18 de fev. de 2024

A hora da Ave-Maria


Quando o dia sumia pela tarde, escura, feito noite, ouvíamos onde estivéssemos a hora da Ave-Maria sintonizada nos rádios de todas as casas. Então, sabíamos que nossas mães estavam nos chamando assim como nossas mães sabiam que já era hora de nos chamar. Os pais chegavam perguntando pelos meninos. Aqueles que tinham pais mais austeros eram os primeiros a deixar a rua. E sempre deixávamos a brincadeira de lado; o futebol no campinho, o jogo de pião e corríamos para nossas casas. E, naquela época, rua era qualquer lugar fora das paredes de casa. Porque muros não existiam por pura falta de necessidade. Também não havia despedidas. Somente a benção ao deitar. Tudo era uma continuação. Empresta-me que amanhã te devolvo..., outra hora te pagarei...e, assim seguia a vida. Na doença precisava-se da ajuda de todos. E ela era aplacada com o chá de cana- do- brejo ou de quebra- pedra muito farta nos quintais da vizinhança. Dos pais falava-se pouco. Sabia-se menos. Eles viviam trabalhando. Os amigos mais atentos avisavam aqueles mais distraídos: “Teu pai acabou de passar”. Tudo acontecia no tempo de duração da Ave Maria. Todos se benziam no inicio ainda na rua e no fim quando já estávamos em casa. A esquina ficava triste e vazia; e nenhum de nós, imaginava que alguns não teriam tempo de lembrar desse tempo. Outros se encontrariam com os olhos úmidos de lembranças. Outros, ainda, escreveriam sobre ela com os olhos secos e a letra tremida. Não desconfiavam que aquela foto de meninos assustados já estaria desbotada. Que nossos medos seriam outros e nossa solidão não poderia ser disfarçada combinando nada para amanhã. E não se saberia mais que o dia acabou por não haver brincadeiras a encerrar, nem gente doente e viva precisando de chá. Mas se saberia que a escuridão de fora, que anunciava a noite, seria atenuada pela iluminação elétrica das luzes da rua. E a de dentro já não seria ouvida por mais que se rezasse Ave- Maria.

_ENUNCIADO_. De acordo com o texto sobre a hora da Ave-Maria, quais meninos eram os primeiros a deixar a rua? As linhas não têm qualquer relevância para esta tarefa.

_LINHAS APRESENTADAS_.

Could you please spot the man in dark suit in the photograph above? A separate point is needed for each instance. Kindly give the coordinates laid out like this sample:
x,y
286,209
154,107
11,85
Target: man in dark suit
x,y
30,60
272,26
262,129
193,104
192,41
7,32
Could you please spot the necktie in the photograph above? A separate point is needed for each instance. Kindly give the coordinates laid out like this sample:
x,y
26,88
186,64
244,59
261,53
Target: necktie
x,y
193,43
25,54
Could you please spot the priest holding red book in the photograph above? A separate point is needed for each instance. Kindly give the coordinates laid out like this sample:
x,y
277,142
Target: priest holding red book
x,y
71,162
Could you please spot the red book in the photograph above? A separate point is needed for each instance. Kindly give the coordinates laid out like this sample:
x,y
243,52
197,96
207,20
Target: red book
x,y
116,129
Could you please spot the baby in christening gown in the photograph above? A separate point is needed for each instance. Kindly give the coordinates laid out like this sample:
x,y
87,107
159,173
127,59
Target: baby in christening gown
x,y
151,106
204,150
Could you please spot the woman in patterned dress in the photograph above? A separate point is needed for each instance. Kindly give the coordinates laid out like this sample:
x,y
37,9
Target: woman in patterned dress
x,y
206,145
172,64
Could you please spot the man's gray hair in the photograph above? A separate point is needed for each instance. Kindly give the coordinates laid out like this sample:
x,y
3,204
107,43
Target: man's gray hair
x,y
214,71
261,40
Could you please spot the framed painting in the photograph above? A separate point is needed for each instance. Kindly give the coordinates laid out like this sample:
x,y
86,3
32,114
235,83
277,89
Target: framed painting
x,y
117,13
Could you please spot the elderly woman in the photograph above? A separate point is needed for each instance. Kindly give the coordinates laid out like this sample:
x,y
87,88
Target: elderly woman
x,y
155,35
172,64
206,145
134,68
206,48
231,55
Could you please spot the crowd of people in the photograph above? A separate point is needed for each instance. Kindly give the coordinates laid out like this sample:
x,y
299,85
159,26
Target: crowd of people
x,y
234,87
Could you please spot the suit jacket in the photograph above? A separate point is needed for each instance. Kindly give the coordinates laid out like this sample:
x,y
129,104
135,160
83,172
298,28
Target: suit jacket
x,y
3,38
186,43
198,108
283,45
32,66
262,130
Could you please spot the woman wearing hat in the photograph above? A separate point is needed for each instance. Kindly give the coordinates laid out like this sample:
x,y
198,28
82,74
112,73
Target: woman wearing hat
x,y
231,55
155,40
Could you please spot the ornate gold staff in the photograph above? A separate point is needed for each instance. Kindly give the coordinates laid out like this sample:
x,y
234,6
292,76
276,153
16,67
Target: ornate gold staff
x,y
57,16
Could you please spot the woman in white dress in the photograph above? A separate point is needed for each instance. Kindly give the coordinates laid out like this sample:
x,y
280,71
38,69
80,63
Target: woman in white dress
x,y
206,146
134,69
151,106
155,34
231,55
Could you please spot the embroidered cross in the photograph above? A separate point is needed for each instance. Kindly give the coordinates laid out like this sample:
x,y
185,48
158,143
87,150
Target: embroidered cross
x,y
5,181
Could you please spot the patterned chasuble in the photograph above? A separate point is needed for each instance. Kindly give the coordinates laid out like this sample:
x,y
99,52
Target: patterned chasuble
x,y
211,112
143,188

_RESOLUÇÃO_. Os que tinham pais mais austeros.